- **Work request 1**
In the passage about Tommy's Place, copy the text word for word, starting at "Each TV has" and ending at "at any moment.".
- **Work request 2**
According to the passage about Tommy's Place, how many Episode landscape speakers are in the outdoor audio zone?
======== Supplied text
Multiple Artists Help Give Tommy’s Place a Unique Feel
With so many unique rooms to explore and opportunity for families to split up in different areas of the property, a key concern for O’Connell was that everything electronic must work without issue and without requiring instruction. This made the Control4 system the ideal solution, because it is one of the easiest and most reliable smart home systems available, with a user interface so intuitive that most people can operate it without any training – especially kids who’ve grown up with technology all around them.
Each TV has a Control4 remote with a touchscreen that makes it easy to control lighting and choose video sources while offering familiar buttons for all TV functions. This extends to the backyard as well, where a 75-inch 4K SunBrite TV and Sunbrite soundbar provide a magical outdoor theater experience. The outdoor space also has its own zone in the home’s multi-room audio system, featuring eight Episode landscape speakers and an in-ground burial subwoofer that can turn the yard into a party at any moment.
================
======== Material shown
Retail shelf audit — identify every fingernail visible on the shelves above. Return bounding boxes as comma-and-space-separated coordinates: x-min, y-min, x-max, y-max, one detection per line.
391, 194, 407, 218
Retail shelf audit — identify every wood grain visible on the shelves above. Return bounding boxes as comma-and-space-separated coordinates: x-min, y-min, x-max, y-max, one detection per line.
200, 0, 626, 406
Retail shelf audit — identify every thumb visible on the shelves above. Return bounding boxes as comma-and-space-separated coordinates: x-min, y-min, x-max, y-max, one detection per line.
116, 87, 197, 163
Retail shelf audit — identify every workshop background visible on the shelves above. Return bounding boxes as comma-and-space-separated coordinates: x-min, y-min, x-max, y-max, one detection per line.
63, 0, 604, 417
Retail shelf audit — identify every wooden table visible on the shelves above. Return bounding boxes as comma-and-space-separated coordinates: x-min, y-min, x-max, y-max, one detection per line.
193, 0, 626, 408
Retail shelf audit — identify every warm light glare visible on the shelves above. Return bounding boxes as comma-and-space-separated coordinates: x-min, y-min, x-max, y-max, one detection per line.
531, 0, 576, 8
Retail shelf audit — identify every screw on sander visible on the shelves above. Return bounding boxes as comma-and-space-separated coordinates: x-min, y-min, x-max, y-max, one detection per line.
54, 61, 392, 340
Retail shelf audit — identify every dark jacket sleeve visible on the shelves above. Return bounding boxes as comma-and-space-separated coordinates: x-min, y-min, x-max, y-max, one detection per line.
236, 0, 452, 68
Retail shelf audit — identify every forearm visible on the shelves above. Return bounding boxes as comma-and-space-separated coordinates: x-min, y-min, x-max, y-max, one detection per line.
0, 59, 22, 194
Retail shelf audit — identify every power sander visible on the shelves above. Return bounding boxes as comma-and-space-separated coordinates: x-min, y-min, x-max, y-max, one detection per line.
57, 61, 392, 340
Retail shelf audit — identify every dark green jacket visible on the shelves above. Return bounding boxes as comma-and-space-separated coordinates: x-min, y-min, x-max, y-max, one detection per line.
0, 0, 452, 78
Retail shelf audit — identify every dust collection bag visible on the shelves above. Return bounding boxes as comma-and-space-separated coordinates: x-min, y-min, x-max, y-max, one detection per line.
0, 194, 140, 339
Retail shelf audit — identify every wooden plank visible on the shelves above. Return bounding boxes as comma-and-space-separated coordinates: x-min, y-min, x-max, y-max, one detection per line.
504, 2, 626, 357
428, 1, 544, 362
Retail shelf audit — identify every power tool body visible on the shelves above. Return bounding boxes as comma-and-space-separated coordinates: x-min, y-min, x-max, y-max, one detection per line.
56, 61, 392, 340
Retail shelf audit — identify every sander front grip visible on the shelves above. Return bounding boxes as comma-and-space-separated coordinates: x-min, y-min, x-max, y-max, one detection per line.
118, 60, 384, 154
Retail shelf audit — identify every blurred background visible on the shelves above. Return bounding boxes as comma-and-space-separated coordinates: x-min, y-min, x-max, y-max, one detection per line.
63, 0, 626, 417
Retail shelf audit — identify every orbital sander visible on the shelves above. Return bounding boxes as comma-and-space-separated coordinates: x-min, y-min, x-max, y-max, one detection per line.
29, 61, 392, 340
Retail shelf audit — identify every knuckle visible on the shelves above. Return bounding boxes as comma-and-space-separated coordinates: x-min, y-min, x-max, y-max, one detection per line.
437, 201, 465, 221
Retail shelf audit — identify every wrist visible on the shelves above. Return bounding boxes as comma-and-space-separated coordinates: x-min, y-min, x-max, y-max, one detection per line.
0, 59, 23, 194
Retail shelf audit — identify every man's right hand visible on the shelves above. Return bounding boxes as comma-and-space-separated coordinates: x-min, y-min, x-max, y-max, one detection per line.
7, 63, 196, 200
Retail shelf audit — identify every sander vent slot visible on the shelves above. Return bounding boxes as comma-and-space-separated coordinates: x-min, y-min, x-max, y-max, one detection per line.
================
- **Written response 1**
Each TV has a Control4 remote with a touchscreen that makes it easy to control lighting and choose video sources while offering familiar buttons for all TV functions. This extends to the backyard as well, where a 75-inch 4K SunBrite TV and Sunbrite soundbar provide a magical outdoor theater experience. The outdoor space also has its own zone in the home’s multi-room audio system, featuring eight Episode landscape speakers and an in-ground burial subwoofer that can turn the yard into a party at any moment.

- **Written response 2**
Eight.